Natural-language object grounding data:

◆ ◆ ◆ ◆ ◆ ◆ ◆

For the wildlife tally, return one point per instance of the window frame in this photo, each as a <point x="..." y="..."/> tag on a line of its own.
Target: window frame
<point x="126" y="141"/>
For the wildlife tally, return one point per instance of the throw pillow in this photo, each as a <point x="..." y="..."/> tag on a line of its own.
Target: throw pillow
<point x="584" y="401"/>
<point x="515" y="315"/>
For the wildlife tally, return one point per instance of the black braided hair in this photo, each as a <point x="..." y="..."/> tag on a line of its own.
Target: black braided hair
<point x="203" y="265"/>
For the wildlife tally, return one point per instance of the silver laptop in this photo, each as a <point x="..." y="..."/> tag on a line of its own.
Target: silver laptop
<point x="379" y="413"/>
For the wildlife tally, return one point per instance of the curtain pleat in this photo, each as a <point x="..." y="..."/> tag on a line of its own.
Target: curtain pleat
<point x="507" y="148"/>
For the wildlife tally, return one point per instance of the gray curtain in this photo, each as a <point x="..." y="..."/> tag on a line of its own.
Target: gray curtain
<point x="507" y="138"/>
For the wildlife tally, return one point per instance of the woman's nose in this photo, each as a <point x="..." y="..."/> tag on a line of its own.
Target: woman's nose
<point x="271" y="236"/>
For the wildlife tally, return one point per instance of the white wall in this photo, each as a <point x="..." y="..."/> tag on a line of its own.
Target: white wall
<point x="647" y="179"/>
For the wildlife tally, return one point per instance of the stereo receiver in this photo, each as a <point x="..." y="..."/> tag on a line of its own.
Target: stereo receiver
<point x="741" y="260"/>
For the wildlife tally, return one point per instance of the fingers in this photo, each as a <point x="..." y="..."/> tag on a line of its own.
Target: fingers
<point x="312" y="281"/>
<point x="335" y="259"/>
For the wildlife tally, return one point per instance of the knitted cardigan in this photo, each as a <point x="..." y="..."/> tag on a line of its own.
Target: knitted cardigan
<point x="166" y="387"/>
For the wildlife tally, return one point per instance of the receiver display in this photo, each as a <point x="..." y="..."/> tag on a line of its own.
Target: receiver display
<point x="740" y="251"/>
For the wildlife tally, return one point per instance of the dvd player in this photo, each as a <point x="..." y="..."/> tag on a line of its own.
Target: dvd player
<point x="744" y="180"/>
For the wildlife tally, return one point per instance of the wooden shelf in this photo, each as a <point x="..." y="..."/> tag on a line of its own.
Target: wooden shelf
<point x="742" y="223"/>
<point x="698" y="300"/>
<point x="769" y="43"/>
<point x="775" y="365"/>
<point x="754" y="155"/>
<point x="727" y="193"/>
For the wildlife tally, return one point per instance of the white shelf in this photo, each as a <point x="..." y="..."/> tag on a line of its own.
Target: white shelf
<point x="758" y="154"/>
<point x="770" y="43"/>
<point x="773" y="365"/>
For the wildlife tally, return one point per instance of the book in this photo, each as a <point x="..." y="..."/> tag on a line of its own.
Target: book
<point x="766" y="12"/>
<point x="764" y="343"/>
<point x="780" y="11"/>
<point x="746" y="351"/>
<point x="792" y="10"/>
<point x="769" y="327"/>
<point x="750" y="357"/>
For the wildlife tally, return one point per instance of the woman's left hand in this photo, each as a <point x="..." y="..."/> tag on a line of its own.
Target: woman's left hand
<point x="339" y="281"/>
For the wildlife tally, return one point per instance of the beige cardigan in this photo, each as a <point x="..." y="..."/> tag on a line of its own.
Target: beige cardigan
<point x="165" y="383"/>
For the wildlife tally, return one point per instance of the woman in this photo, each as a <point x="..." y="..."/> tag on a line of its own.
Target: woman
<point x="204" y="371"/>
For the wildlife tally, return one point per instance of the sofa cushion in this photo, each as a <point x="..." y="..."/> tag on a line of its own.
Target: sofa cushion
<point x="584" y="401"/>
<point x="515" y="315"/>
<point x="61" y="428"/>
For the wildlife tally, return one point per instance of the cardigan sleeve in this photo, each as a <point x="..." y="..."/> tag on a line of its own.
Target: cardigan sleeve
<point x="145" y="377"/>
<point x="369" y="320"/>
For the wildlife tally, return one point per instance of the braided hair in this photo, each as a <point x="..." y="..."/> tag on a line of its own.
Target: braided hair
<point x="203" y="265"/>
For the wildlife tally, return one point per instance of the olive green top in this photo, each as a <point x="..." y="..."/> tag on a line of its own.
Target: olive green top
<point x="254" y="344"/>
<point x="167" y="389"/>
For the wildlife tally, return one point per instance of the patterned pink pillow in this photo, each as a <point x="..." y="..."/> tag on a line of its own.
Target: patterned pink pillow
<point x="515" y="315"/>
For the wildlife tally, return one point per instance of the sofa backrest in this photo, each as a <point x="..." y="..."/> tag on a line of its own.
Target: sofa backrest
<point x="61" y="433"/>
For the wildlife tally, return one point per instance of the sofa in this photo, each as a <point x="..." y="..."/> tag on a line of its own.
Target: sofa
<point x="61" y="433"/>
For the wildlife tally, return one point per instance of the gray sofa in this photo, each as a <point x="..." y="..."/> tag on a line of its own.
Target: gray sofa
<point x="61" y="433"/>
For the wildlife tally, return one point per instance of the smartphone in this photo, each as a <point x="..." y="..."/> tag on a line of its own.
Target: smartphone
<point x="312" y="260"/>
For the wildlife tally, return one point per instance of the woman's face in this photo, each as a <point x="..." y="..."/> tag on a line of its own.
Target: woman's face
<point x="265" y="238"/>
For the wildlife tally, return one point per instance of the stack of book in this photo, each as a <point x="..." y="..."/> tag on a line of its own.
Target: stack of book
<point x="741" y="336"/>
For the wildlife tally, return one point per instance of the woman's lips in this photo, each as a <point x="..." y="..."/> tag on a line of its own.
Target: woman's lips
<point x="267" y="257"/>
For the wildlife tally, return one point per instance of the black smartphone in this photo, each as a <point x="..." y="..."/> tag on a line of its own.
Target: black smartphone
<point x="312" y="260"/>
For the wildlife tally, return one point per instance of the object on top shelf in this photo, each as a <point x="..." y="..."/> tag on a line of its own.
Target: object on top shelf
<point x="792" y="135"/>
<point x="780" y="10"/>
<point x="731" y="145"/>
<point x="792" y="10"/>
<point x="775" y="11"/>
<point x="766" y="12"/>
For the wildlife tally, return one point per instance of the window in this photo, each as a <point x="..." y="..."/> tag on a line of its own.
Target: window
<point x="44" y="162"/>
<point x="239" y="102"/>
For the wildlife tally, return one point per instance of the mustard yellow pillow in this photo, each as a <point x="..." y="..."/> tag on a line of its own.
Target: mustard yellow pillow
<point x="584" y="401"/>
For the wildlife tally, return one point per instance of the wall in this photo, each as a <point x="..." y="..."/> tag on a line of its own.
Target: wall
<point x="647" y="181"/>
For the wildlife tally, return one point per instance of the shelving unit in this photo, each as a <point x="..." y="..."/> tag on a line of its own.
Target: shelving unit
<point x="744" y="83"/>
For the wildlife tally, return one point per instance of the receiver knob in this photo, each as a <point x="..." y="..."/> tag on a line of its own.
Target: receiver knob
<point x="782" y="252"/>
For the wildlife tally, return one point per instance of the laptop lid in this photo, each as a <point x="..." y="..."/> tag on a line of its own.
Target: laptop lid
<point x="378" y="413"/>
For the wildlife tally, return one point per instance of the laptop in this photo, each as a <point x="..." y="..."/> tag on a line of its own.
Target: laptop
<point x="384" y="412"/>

◆ ◆ ◆ ◆ ◆ ◆ ◆

• [WHAT YOU SHOULD DO]: Would you give the entries back word for word?

• [ANSWER TO THE EXERCISE]:
For the wildlife tally, return one point per instance of the window frame in this photo, each as a <point x="..." y="..."/> tag on a line of its own.
Target: window frame
<point x="126" y="141"/>
For the wildlife tally, return one point per instance of the throw pillow in this photo, each as a <point x="..." y="..."/> tag on a line of its own.
Target: throw pillow
<point x="584" y="401"/>
<point x="515" y="315"/>
For the wildlife tally, return one point per instance of the black braided hair in this photo, each as a <point x="..." y="..."/> tag on a line of its own.
Target: black braided hair
<point x="203" y="265"/>
For the wildlife tally, return one point per instance of the silver laptop in this photo, each as a <point x="..." y="..."/> tag on a line of its own.
Target: silver laptop
<point x="379" y="413"/>
For the wildlife tally, return one point per instance of the curtain pleat in this photo, each as a <point x="..." y="..."/> tag on a line of its own.
Target: curtain pleat
<point x="507" y="148"/>
For the wildlife tally, return one point per instance of the gray curtain in this photo, each as a <point x="..." y="..."/> tag on a line of its own.
Target: gray curtain
<point x="507" y="138"/>
For the wildlife tally, return one point per instance of the woman's nose in this photo, each as a <point x="..." y="..."/> tag on a line of its own.
Target: woman's nose
<point x="271" y="236"/>
For the wildlife tally, return one point per instance of the white wall in this photo, each as a <point x="..." y="..."/> tag on a line of its own.
Target: white wall
<point x="647" y="179"/>
For the wildlife tally, return one point per instance of the stereo receiver in this photo, each as a <point x="..." y="..."/> tag on a line of its own.
Target: stereo receiver
<point x="741" y="260"/>
For the wildlife tally, return one point per instance of the fingers in this photo, each as a <point x="..." y="..."/> tag on a line of its own.
Target: fingers
<point x="312" y="281"/>
<point x="335" y="259"/>
For the wildlife tally, return one point per instance of the knitted cardigan in this photo, each as a <point x="..." y="..."/> tag on a line of its own.
Target: knitted cardigan
<point x="166" y="387"/>
For the wildlife tally, return one point per instance of the receiver display in this photo, each as a <point x="..." y="..."/> tag on a line of its own.
Target: receiver display
<point x="740" y="251"/>
For the wildlife tally, return one point per instance of the dvd player in this photo, each as a <point x="..." y="..."/> tag on a line of its own.
Target: dvd player
<point x="744" y="180"/>
For the wildlife tally, return one point per instance of the wooden shelf in this photo, each as a <point x="..." y="..."/> tag on a line of its own.
Target: wooden shelf
<point x="742" y="223"/>
<point x="698" y="300"/>
<point x="769" y="43"/>
<point x="775" y="365"/>
<point x="754" y="155"/>
<point x="727" y="193"/>
For the wildlife tally, return one point per instance of the white shelf in this photo, each as a <point x="..." y="..."/> tag on a line of its own.
Target: white shelf
<point x="758" y="154"/>
<point x="770" y="43"/>
<point x="773" y="365"/>
For the wildlife tally, return one point per instance of the book in this photo, each as a <point x="..." y="..."/> tag on a line of its own.
Target: book
<point x="766" y="12"/>
<point x="764" y="343"/>
<point x="780" y="11"/>
<point x="746" y="351"/>
<point x="792" y="10"/>
<point x="769" y="327"/>
<point x="750" y="357"/>
For the wildlife tally, return one point per instance of the woman's left hand in this photo, each as a <point x="..." y="..."/> tag on a line of its own.
Target: woman's left hand
<point x="339" y="281"/>
For the wildlife tally, return one point per instance of the beige cardigan in this photo, each as a <point x="..." y="..."/> tag on a line of its own.
Target: beige cardigan
<point x="165" y="383"/>
For the wildlife tally, return one point per instance of the woman in this photo, each as a <point x="..." y="..."/> tag on a line of its own.
Target: woman
<point x="204" y="371"/>
For the wildlife tally, return one point per instance of the sofa cushion in this photo, each as a <point x="..." y="..."/> tag on a line of its own.
Target: sofa cushion
<point x="584" y="401"/>
<point x="515" y="315"/>
<point x="61" y="428"/>
For the wildlife tally, return one point per instance of the cardigan sleeve in this photo, each as a <point x="..." y="..."/> tag on a line of its own.
Target: cardigan sleeve
<point x="145" y="377"/>
<point x="369" y="320"/>
For the wildlife tally, return one point per instance of the braided hair in this photo, each as a <point x="..." y="..."/> tag on a line of its own.
Target: braided hair
<point x="203" y="265"/>
For the wildlife tally, return one point per instance of the olive green top in this photo, each as a <point x="..." y="..."/> tag on a line of its own.
Target: olive green top
<point x="254" y="344"/>
<point x="167" y="389"/>
For the wildlife tally, return one point per instance of the patterned pink pillow in this photo, each as a <point x="..." y="..."/> tag on a line of its own.
Target: patterned pink pillow
<point x="515" y="315"/>
For the wildlife tally, return one point per instance of the sofa backrest in this photo, each as a <point x="..." y="..."/> tag on a line of its own.
Target: sofa backrest
<point x="61" y="433"/>
For the wildlife tally, return one point per instance of the sofa in this photo, each as a <point x="..." y="..."/> tag on a line of its own.
Target: sofa
<point x="61" y="433"/>
For the wildlife tally, return one point per instance of the gray sofa in this photo, each as a <point x="..." y="..."/> tag on a line of its own.
Target: gray sofa
<point x="61" y="433"/>
For the wildlife tally, return one point per instance of the smartphone in this photo, each as a <point x="..." y="..."/> tag on a line of its own.
Target: smartphone
<point x="312" y="260"/>
For the wildlife tally, return one point per instance of the woman's face in this photo, each as a <point x="..." y="..."/> tag on a line of its own.
Target: woman's face
<point x="265" y="238"/>
For the wildlife tally, return one point per instance of the stack of book in this photo, each as a <point x="..." y="..."/> tag on a line of its own.
Target: stack of book
<point x="741" y="336"/>
For the wildlife tally, return one point per instance of the woman's lips in this photo, each as a <point x="..." y="..."/> tag on a line of its own.
Target: woman's lips
<point x="267" y="257"/>
For the wildlife tally, return one point per instance of the black smartphone in this photo, each as a <point x="..." y="..."/> tag on a line of its own.
Target: black smartphone
<point x="312" y="260"/>
For the wildlife tally, return one point per instance of the object on top shelf in this photo, each as a <point x="..." y="..."/> tag on a line of its own.
Target: object on top shelf
<point x="792" y="135"/>
<point x="780" y="10"/>
<point x="731" y="145"/>
<point x="792" y="10"/>
<point x="775" y="11"/>
<point x="766" y="12"/>
For the wildlife tally, return one point per instance of the window in this photo, each as a <point x="..." y="..."/> tag on a line of its own.
Target: window
<point x="44" y="162"/>
<point x="239" y="102"/>
For the wildlife tally, return one point per instance of the mustard yellow pillow in this photo, each as a <point x="..." y="..."/> tag on a line of its own.
Target: mustard yellow pillow
<point x="584" y="401"/>
For the wildlife tally, return one point per instance of the wall in this photo, each as a <point x="..." y="..."/> tag on a line of its own.
Target: wall
<point x="647" y="181"/>
For the wildlife tally, return one point per instance of the shelving unit in this photo, each as a <point x="..." y="..."/> tag on a line of its own.
Target: shelving unit
<point x="744" y="83"/>
For the wildlife tally, return one point per instance of the receiver knob in this photo, each as a <point x="..." y="..."/> tag on a line of its own.
Target: receiver knob
<point x="782" y="252"/>
For the wildlife tally, return one point per instance of the laptop lid in this photo, each as a <point x="..." y="..."/> tag on a line of its own.
Target: laptop lid
<point x="378" y="413"/>
For the wildlife tally, return one point per instance of the laptop in this photo, each as a <point x="..." y="..."/> tag on a line of its own.
Target: laptop
<point x="384" y="412"/>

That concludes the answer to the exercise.